> [WRITTEN PROBLEM]:
Return the lines below verbatim, starting at the first line and ending at the line that contains "point(358, 210)".

===== DATASET RECORDS =====

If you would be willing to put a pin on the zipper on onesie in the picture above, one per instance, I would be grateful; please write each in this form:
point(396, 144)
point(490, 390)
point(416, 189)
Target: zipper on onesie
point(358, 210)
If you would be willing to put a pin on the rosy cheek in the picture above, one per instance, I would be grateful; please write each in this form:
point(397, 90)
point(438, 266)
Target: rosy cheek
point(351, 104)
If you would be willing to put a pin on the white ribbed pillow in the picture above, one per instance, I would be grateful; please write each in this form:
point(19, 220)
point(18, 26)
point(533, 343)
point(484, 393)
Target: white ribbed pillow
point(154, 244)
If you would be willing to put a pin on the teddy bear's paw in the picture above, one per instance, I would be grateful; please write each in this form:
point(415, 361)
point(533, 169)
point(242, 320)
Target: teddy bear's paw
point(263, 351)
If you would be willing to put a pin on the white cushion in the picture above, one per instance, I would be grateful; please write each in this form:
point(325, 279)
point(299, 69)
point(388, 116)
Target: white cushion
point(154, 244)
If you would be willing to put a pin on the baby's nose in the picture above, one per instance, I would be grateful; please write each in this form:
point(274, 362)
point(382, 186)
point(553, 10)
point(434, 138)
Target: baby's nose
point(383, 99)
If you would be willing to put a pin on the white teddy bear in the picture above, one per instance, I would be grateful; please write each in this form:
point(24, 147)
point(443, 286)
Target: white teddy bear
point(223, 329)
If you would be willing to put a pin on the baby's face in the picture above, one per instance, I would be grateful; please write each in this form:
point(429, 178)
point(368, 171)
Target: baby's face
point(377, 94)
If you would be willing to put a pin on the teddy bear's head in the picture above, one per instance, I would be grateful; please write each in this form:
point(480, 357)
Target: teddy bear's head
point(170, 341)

=====

> [IN RESPONSE]:
If you would be willing to put a pin on the zipper on onesie in the picture above, one per instance, I would be grateful; please write each in this form:
point(396, 144)
point(490, 390)
point(416, 189)
Target: zipper on onesie
point(358, 210)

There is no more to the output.